Peters v. Madigan, 262 Ill. App. 417 (1931)

Sept. 4, 1931 · Illinois Appellate Court · Gen. No. 8,246
262 Ill. App. 417

Alex Peters, Plaintiff in Error, v. James Madigan, Defendant in Error.

Gen. No. 8,246.

*418Opinion filed September 4, 1931.

Frank E. Maynard, for plaintiff in error.

Welsh & Welsh, for defendant in- error.

Mr. Justice Jett

delivered the opinion of the court.

This suit was instituted by Ales Peters, hereinafter referred to as plaintiff, against James Madigan, for convenience called defendant, for personal injuries and damage to an automobile growing out of a collision. A jury trial was had with a finding in favor of the defendant. Motion on the part of the plaintiff for a new trial was by the court denied, and this writ of error was sued out.

The declaration consists of two counts. In the first it is averred that the defendant negligently and carelessly ran, drove, managed and controlled his automobile so that by and on account of said negligence and carelessness of the defendant, the automobile of the defendant ran into and struck the automobile which plaintiff was then and there driving and then and thereby seriously and permanently injured the plaintiff in and about his head, body and limbs; in the second count it is averred that the defendant negligently and carelessly ran, drove, managed and operated said automobile so that by and on account thereof the automobile of defendant ran into and struck with great force and violence the automobile in which plaintiff was then and there driving and then and thereby caused great damage to the automobile of the plaintiff.

To the declaration the defendant pleaded the general issue. On the trial Peters, the plaintiff, testified that he lived in a suburb north of Rockford, Illinois, and was on his way home at about 11:30 at night driv*419ing north on a north and south hard surfaced highway known as North Second Eoad, and that he was driving at about 30 miles per hour; that he was on the right-hand side of the road or east side of the north and south road, going north, when the automobile belonging to the defendant approached from the north on the left-hand side of the road, being the east side of the north and south road; that when the defendant’s automobile got within 200 or 300 feet of the plaintiff’s automobile it was still on the east side of the road and plaintiff tooted his horn three times as a signal to the defendant to get over on the proper side of the road but the defendant kept coming south on the left-hand side of the road. The plaintiff further testified that as he was going north the defendant kept coming straight ahead “so instead of running into his car I thought maybe I could pass him by getting on the other side of him but I couldn’t do it; he struck me on my right-hand side fender and I tipped over. His car was on the east side of the road going south. Mine was on the west side. It was not raining or slippery that night. No ice nor snow on the roadway. The first finger of my right hand was cut and I had four ribs broken. I had a 1926 Hudson. It was in first class running condition and in good working order. My automobile was totally wrecked. There was a ditch about four feet deep at the east side of the road and on the other side the ditch was probably a foot and a half deep.”
|---|
- **REQUIRED TASKS**
1) In the Peters v. Madigan opinion, can you give the stretch from "Peters v. Madigan, 262" through "Gen. No. 8,246." again, swapping "Madigan" for "Madden"?
2) How does the Peters v. Madigan opinion go on after its last sentence? Continue it from there.
|---|
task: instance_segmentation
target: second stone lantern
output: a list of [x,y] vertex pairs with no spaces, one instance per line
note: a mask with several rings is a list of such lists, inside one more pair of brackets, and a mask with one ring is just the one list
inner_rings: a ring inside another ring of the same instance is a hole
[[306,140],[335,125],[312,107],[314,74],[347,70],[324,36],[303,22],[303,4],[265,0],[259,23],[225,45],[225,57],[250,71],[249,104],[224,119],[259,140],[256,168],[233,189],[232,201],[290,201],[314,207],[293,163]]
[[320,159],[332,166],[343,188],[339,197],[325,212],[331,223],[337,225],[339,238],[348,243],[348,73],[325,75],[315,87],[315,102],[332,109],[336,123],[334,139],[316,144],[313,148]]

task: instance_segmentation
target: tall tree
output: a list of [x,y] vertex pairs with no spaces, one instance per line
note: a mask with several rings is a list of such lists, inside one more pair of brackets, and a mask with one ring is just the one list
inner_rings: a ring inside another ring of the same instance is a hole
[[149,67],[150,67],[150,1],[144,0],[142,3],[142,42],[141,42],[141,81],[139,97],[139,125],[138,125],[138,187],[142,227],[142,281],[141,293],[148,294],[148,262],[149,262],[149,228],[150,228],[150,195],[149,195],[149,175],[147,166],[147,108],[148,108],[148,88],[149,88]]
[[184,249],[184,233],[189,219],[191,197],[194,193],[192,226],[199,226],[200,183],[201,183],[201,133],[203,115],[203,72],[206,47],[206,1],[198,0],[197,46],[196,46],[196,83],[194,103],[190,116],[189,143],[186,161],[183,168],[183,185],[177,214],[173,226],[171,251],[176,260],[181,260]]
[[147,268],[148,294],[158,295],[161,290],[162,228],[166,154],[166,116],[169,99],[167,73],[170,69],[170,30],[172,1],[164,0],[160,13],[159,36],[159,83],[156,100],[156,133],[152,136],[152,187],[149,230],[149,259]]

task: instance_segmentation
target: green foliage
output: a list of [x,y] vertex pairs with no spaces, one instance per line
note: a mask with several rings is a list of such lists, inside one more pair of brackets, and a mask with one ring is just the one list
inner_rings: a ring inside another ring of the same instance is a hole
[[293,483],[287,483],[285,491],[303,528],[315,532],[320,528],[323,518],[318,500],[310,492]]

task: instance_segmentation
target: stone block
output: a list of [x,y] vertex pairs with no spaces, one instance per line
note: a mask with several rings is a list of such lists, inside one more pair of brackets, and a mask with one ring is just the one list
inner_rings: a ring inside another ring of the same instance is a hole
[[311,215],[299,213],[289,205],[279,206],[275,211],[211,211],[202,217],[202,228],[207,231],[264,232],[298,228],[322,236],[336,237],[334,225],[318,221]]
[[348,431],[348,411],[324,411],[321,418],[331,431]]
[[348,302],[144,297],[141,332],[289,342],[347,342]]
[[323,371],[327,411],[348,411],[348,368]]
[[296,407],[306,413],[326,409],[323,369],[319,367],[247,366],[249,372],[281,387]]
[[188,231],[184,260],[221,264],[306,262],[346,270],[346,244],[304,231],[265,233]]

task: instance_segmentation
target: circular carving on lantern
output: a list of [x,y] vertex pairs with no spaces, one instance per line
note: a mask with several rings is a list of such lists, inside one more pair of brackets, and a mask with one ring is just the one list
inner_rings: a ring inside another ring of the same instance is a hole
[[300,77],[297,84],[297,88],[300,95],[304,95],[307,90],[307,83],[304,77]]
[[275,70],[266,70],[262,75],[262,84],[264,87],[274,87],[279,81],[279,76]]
|---|
- **SOLVED PROBLEMS**
1)
Peters v. Madden, 262 Ill. App. 417 (1931)

Sept. 4, 1931 · Illinois Appellate Court · Gen. No. 8,246
262 Ill. App. 417

Alex Peters, Plaintiff in Error, v. James Madden, Defendant in Error.

Gen. No. 8,246.

2)
A witness by the name of Murphy called by the defendant testified that he was driving an automobile about 250 feet back of the car of the defendant at the time of the collision; that the defendant’s car was traveling in about the center of the road; that the road is sort of crested or rounded; that the left-hand wheels of the defendant’s car were about the center of the road possibly a foot or so over the center; that *420he, Murphy, saw the plaintiff’s car coming on the right-hand side or east side of the road; that the plaintiff’s car was on the east side of the road coming from the south towards the north traveling about 35 miles per hour; that as the cars came together the plaintiff’s car swerved to the west side or left-hand side of the road and tried to pass around the defendant’s car coming from the north and that the cars came together, the right-hand side of the defendant’s car striking the right front side of plaintiff’s car and plaintiff’s car turned over on the west side of the road.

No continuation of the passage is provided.